# [AUSGEWÄHLTER AUSZUG]
________________________
Amon - Mein Großvater hätte mich erschossen


Hallo meine Memoiren-Freunde,

heute soll es um ein Buch gehen, das ich in der Bibliothek entdeckt habe. Das Buch war mir bereits bekannt, weil ich es in Youtube-Videos gesehen hatte, und es klang interessant. Außerdem schien es mir ein sehr schnelles Leseerlebnis zu sein, was manchmal ja ganz nett ist.

Die Fakten:

  • Autor: Jennifer Teege, Nikola Sellmair
  • Titel: Amon- mein Großvater hätte mich erschossen
  • Erschienen: 2013
  • Verlag: Rowohlt Verlag
  • Seiten: 266
  • Preis: 10,oo Euro
  • Klappentext: "Ihre Haut ist dunkel, sie hat in Israel studiert. Weil sie im Kinderheim und bei einer Adoptivfamilie aufwuchs, entdeckt Jennifer Teege erst mit 38 Jahren durch einen Zufall ihr Familiengeheimnis: Sie ist die Enkelin des KZ-Kommandanten Amon Göth, bekannt aus Stephen Spielbergs Film Schindlers Liste. "Mein Großvater war ein Psychopath, ein Sadist. Er verkörpert all das, was ich ablehne: Was muss das für ein Mensch sein, dem es Freude macht, andere Menschen möglichst einfallsreich zu quälen und zu töten? Ich finde keine Erklärung dafür, warum er so wurde. Als Kind schien er noch ganz normal", sagt Jennifer Teege."
________________________
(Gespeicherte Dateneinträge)

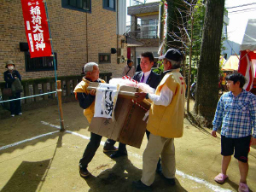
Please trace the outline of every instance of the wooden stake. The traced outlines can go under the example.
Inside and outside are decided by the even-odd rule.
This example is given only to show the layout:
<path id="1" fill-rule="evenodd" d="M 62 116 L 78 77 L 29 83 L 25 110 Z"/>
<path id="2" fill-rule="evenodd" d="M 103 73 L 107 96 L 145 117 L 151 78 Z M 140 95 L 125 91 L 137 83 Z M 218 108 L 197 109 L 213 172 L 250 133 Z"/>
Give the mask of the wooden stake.
<path id="1" fill-rule="evenodd" d="M 61 80 L 57 80 L 57 93 L 59 101 L 59 110 L 61 115 L 61 131 L 64 131 L 64 119 L 63 119 L 63 111 L 62 111 L 62 102 L 61 102 Z"/>

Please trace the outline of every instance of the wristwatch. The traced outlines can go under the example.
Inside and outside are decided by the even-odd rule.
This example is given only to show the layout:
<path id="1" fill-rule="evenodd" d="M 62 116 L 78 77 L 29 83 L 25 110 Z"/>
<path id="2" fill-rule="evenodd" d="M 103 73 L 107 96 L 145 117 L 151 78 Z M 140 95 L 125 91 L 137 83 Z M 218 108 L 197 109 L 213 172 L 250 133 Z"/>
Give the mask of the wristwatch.
<path id="1" fill-rule="evenodd" d="M 148 97 L 148 93 L 146 94 L 145 98 L 146 98 L 146 99 L 149 99 L 149 97 Z"/>

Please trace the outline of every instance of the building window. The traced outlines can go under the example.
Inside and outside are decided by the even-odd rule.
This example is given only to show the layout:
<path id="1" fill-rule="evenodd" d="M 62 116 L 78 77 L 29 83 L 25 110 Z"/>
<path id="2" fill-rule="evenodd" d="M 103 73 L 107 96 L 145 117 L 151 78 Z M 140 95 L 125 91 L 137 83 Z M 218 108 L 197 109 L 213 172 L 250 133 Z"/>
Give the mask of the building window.
<path id="1" fill-rule="evenodd" d="M 90 12 L 91 0 L 61 0 L 62 8 Z"/>
<path id="2" fill-rule="evenodd" d="M 55 64 L 57 70 L 57 54 L 55 53 Z M 26 72 L 38 72 L 38 71 L 54 71 L 54 61 L 52 56 L 44 56 L 30 58 L 29 52 L 25 52 L 25 65 Z"/>
<path id="3" fill-rule="evenodd" d="M 142 20 L 141 38 L 156 38 L 158 20 Z"/>
<path id="4" fill-rule="evenodd" d="M 103 9 L 115 11 L 115 0 L 103 0 Z"/>
<path id="5" fill-rule="evenodd" d="M 99 64 L 111 63 L 111 54 L 99 53 Z"/>

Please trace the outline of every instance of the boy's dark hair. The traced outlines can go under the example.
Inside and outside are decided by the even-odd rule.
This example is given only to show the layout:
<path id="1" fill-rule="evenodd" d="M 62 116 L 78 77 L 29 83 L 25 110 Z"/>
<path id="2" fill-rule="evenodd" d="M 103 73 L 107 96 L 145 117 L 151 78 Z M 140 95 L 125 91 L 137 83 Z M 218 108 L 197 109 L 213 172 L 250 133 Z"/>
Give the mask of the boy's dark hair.
<path id="1" fill-rule="evenodd" d="M 237 81 L 240 82 L 240 88 L 242 88 L 243 85 L 246 84 L 247 82 L 247 79 L 245 79 L 245 77 L 239 73 L 231 73 L 230 75 L 228 75 L 226 77 L 226 80 L 230 80 L 230 81 L 233 81 L 234 84 L 236 84 Z"/>
<path id="2" fill-rule="evenodd" d="M 152 52 L 144 52 L 141 54 L 141 56 L 148 57 L 150 62 L 154 62 L 154 55 Z"/>
<path id="3" fill-rule="evenodd" d="M 127 65 L 129 65 L 129 63 L 133 62 L 132 60 L 127 60 Z"/>

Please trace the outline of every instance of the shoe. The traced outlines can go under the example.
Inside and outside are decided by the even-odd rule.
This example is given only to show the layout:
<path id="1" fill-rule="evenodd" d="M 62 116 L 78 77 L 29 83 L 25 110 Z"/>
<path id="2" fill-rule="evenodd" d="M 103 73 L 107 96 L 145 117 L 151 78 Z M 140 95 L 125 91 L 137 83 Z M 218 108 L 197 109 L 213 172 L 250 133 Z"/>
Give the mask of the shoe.
<path id="1" fill-rule="evenodd" d="M 157 173 L 160 174 L 160 173 L 162 172 L 162 171 L 163 171 L 163 170 L 162 170 L 162 165 L 161 165 L 160 163 L 158 163 L 158 164 L 157 164 L 157 167 L 156 167 L 156 171 L 155 171 L 155 172 L 156 172 Z"/>
<path id="2" fill-rule="evenodd" d="M 137 182 L 132 182 L 132 186 L 137 188 L 137 189 L 152 191 L 152 188 L 150 186 L 144 184 L 141 180 Z"/>
<path id="3" fill-rule="evenodd" d="M 176 184 L 175 178 L 166 178 L 170 185 L 174 186 Z"/>
<path id="4" fill-rule="evenodd" d="M 121 156 L 127 156 L 127 151 L 125 151 L 125 152 L 117 151 L 114 154 L 111 154 L 110 158 L 115 159 L 115 158 L 121 157 Z"/>
<path id="5" fill-rule="evenodd" d="M 229 177 L 227 175 L 224 175 L 223 173 L 219 173 L 218 176 L 214 177 L 214 181 L 216 181 L 218 183 L 223 183 L 226 178 Z"/>
<path id="6" fill-rule="evenodd" d="M 80 173 L 80 176 L 82 177 L 89 177 L 90 175 L 90 172 L 88 172 L 88 170 L 87 169 L 84 169 L 84 170 L 81 170 L 81 169 L 79 169 L 79 173 Z"/>
<path id="7" fill-rule="evenodd" d="M 239 192 L 249 192 L 249 187 L 247 183 L 240 183 L 238 191 Z"/>
<path id="8" fill-rule="evenodd" d="M 103 152 L 108 153 L 108 152 L 113 152 L 113 151 L 117 151 L 119 148 L 114 147 L 114 146 L 110 146 L 108 148 L 103 148 Z"/>

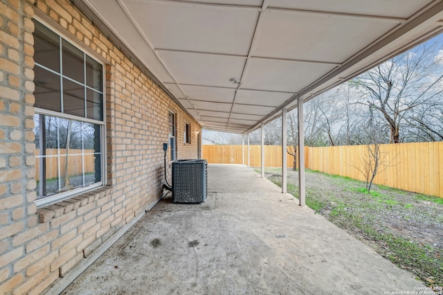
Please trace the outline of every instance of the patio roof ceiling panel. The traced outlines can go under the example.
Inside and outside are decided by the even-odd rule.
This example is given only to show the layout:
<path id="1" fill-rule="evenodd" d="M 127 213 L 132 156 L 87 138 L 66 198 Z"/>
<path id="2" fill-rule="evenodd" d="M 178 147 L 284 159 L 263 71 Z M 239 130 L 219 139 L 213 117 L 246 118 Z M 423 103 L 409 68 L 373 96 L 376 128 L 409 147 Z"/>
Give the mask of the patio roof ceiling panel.
<path id="1" fill-rule="evenodd" d="M 262 119 L 264 116 L 260 115 L 251 115 L 248 114 L 237 114 L 233 112 L 230 114 L 231 119 L 245 119 L 245 120 L 260 120 Z"/>
<path id="2" fill-rule="evenodd" d="M 168 1 L 120 2 L 156 50 L 246 55 L 260 14 L 257 8 L 220 9 Z"/>
<path id="3" fill-rule="evenodd" d="M 439 0 L 71 1 L 204 128 L 240 133 L 443 31 Z"/>
<path id="4" fill-rule="evenodd" d="M 230 102 L 234 101 L 233 88 L 207 87 L 203 86 L 180 85 L 188 98 L 192 100 Z"/>
<path id="5" fill-rule="evenodd" d="M 201 110 L 200 110 L 200 111 L 199 111 L 199 114 L 203 118 L 205 118 L 205 117 L 215 117 L 215 118 L 229 118 L 229 113 L 228 112 L 224 113 L 222 111 L 201 111 Z"/>
<path id="6" fill-rule="evenodd" d="M 183 93 L 181 89 L 180 89 L 180 88 L 176 84 L 165 83 L 165 86 L 169 89 L 170 91 L 171 91 L 172 94 L 174 94 L 174 96 L 177 98 L 186 98 L 186 96 L 185 96 L 185 95 Z"/>
<path id="7" fill-rule="evenodd" d="M 230 112 L 232 104 L 226 102 L 213 102 L 200 100 L 190 100 L 197 111 L 213 111 Z"/>
<path id="8" fill-rule="evenodd" d="M 340 64 L 399 23 L 269 9 L 253 54 Z"/>
<path id="9" fill-rule="evenodd" d="M 239 89 L 237 93 L 235 102 L 242 105 L 278 107 L 294 94 L 287 92 Z"/>
<path id="10" fill-rule="evenodd" d="M 159 51 L 179 84 L 237 88 L 230 82 L 243 71 L 245 57 Z"/>
<path id="11" fill-rule="evenodd" d="M 214 122 L 221 122 L 227 123 L 229 120 L 228 118 L 215 118 L 215 117 L 201 117 L 201 119 L 205 121 L 205 123 L 214 123 Z"/>
<path id="12" fill-rule="evenodd" d="M 432 0 L 269 0 L 268 7 L 407 18 Z"/>
<path id="13" fill-rule="evenodd" d="M 265 116 L 274 109 L 275 109 L 275 108 L 273 107 L 235 104 L 233 108 L 233 111 L 235 113 L 248 114 L 251 115 Z"/>
<path id="14" fill-rule="evenodd" d="M 187 98 L 179 99 L 179 100 L 180 101 L 180 103 L 181 103 L 181 105 L 185 107 L 187 109 L 192 109 L 194 108 L 192 104 L 190 103 Z"/>
<path id="15" fill-rule="evenodd" d="M 248 89 L 296 93 L 336 66 L 333 64 L 253 57 L 242 79 L 242 87 Z"/>

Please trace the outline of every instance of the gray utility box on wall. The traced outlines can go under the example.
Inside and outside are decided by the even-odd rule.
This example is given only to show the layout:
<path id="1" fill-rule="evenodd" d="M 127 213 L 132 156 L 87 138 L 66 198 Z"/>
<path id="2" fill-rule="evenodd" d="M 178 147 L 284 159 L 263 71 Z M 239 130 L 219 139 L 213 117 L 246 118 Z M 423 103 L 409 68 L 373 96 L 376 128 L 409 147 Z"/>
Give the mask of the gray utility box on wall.
<path id="1" fill-rule="evenodd" d="M 208 161 L 179 160 L 172 162 L 172 202 L 201 203 L 208 195 Z"/>

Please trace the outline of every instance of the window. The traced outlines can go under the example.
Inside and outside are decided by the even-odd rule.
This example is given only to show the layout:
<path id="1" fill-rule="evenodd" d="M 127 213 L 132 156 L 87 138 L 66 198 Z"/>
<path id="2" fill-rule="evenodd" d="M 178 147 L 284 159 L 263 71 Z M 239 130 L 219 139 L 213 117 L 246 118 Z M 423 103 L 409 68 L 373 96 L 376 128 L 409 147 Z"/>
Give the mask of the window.
<path id="1" fill-rule="evenodd" d="M 191 125 L 185 123 L 185 134 L 184 134 L 184 140 L 185 143 L 191 143 Z"/>
<path id="2" fill-rule="evenodd" d="M 34 20 L 37 206 L 104 184 L 103 66 Z"/>
<path id="3" fill-rule="evenodd" d="M 175 114 L 170 111 L 168 116 L 168 132 L 170 161 L 175 161 L 177 159 L 175 129 Z"/>

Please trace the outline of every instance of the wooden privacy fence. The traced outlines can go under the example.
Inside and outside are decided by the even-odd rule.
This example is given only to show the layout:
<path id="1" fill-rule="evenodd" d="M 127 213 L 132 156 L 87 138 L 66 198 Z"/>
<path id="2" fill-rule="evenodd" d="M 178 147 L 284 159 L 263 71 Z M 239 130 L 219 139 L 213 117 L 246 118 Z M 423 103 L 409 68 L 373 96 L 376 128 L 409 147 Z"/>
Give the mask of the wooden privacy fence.
<path id="1" fill-rule="evenodd" d="M 251 166 L 260 166 L 260 146 L 251 145 Z M 244 147 L 247 163 L 246 146 Z M 328 174 L 364 181 L 359 171 L 367 157 L 366 145 L 305 147 L 306 168 Z M 443 142 L 380 145 L 383 156 L 374 183 L 443 197 Z M 242 145 L 204 145 L 203 157 L 208 163 L 242 163 Z M 281 147 L 265 145 L 265 167 L 281 167 Z M 287 167 L 293 158 L 288 154 Z"/>
<path id="2" fill-rule="evenodd" d="M 38 154 L 38 150 L 35 151 L 35 155 Z M 94 155 L 93 154 L 80 154 L 82 150 L 69 150 L 69 159 L 68 162 L 68 173 L 69 175 L 79 175 L 82 172 L 82 157 L 84 157 L 84 173 L 92 173 L 94 170 Z M 84 154 L 92 154 L 93 150 L 85 150 L 83 151 Z M 46 149 L 46 157 L 44 158 L 46 163 L 46 179 L 58 177 L 58 161 L 60 158 L 60 174 L 61 177 L 64 177 L 64 170 L 66 161 L 66 150 L 65 149 L 60 150 L 60 157 L 57 156 L 57 149 Z M 35 159 L 35 180 L 39 180 L 39 165 L 40 161 L 39 158 Z"/>

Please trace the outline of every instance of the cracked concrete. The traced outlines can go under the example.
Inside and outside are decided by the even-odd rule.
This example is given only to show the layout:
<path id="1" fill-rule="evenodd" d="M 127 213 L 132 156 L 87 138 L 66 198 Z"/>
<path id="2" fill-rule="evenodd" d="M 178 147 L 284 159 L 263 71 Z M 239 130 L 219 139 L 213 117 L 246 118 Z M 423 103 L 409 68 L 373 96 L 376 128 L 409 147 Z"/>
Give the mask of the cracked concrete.
<path id="1" fill-rule="evenodd" d="M 251 169 L 208 166 L 201 204 L 165 198 L 63 294 L 368 294 L 424 287 Z"/>

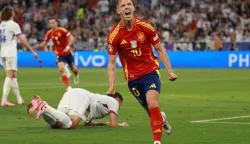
________________________
# [FOLGENDES BEARBEITEN]
1. Schreibe den Abschnitt aus der Buchvorstellung wortgetreu ab. Fang bei den Worten „Amon - Mein“ an und hör nach „ganz nett ist.“ auf.
2. Gib aus den Einträgen die Zeilen unverändert wieder, von der Zeile mit „Please trace the outline of every instance of the patio“ bis einschließlich der Zeile mit „214 122 L 221“.
Die Buchvorstellung und die Einträge stammen aus unterschiedlichen Quellen.

# [LÖSUNGEN ZUR ÜBUNG]
1.
Amon - Mein Großvater hätte mich erschossen


Hallo meine Memoiren-Freunde,

heute soll es um ein Buch gehen, das ich in der Bibliothek entdeckt habe. Das Buch war mir bereits bekannt, weil ich es in Youtube-Videos gesehen hatte, und es klang interessant. Außerdem schien es mir ein sehr schnelles Leseerlebnis zu sein, was manchmal ja ganz nett ist.

2.
Please trace the outline of every instance of the patio roof ceiling panel. The traced outlines can go under the example.
Inside and outside are decided by the even-odd rule.
This example is given only to show the layout:
<path id="1" fill-rule="evenodd" d="M 127 213 L 132 156 L 87 138 L 66 198 Z"/>
<path id="2" fill-rule="evenodd" d="M 178 147 L 284 159 L 263 71 Z M 239 130 L 219 139 L 213 117 L 246 118 Z M 423 103 L 409 68 L 373 96 L 376 128 L 409 147 Z"/>
Give the mask of the patio roof ceiling panel.
<path id="1" fill-rule="evenodd" d="M 262 119 L 264 116 L 260 115 L 251 115 L 248 114 L 237 114 L 233 112 L 230 114 L 231 119 L 245 119 L 245 120 L 260 120 Z"/>
<path id="2" fill-rule="evenodd" d="M 168 1 L 120 2 L 156 50 L 246 55 L 260 14 L 257 8 L 220 9 Z"/>
<path id="3" fill-rule="evenodd" d="M 439 0 L 71 1 L 204 128 L 240 133 L 443 31 Z"/>
<path id="4" fill-rule="evenodd" d="M 230 102 L 234 101 L 233 88 L 207 87 L 203 86 L 180 85 L 188 98 L 192 100 Z"/>
<path id="5" fill-rule="evenodd" d="M 201 110 L 200 110 L 200 111 L 199 111 L 199 114 L 203 118 L 205 118 L 205 117 L 215 117 L 215 118 L 229 118 L 229 113 L 228 112 L 224 113 L 222 111 L 201 111 Z"/>
<path id="6" fill-rule="evenodd" d="M 183 93 L 181 89 L 180 89 L 180 88 L 176 84 L 165 83 L 165 86 L 169 89 L 170 91 L 171 91 L 172 94 L 174 94 L 174 96 L 177 98 L 186 98 L 186 96 L 185 96 L 185 95 Z"/>
<path id="7" fill-rule="evenodd" d="M 230 112 L 232 104 L 226 102 L 213 102 L 200 100 L 190 100 L 197 111 L 213 111 Z"/>
<path id="8" fill-rule="evenodd" d="M 340 64 L 399 23 L 269 9 L 253 54 Z"/>
<path id="9" fill-rule="evenodd" d="M 239 89 L 237 93 L 235 102 L 242 105 L 278 107 L 294 94 L 287 92 Z"/>
<path id="10" fill-rule="evenodd" d="M 159 51 L 179 84 L 237 88 L 230 82 L 243 71 L 245 57 Z"/>
<path id="11" fill-rule="evenodd" d="M 214 122 L 221 122 L 227 123 L 229 120 L 228 118 L 215 118 L 215 117 L 201 117 L 201 119 L 205 121 L 205 123 L 214 123 Z"/>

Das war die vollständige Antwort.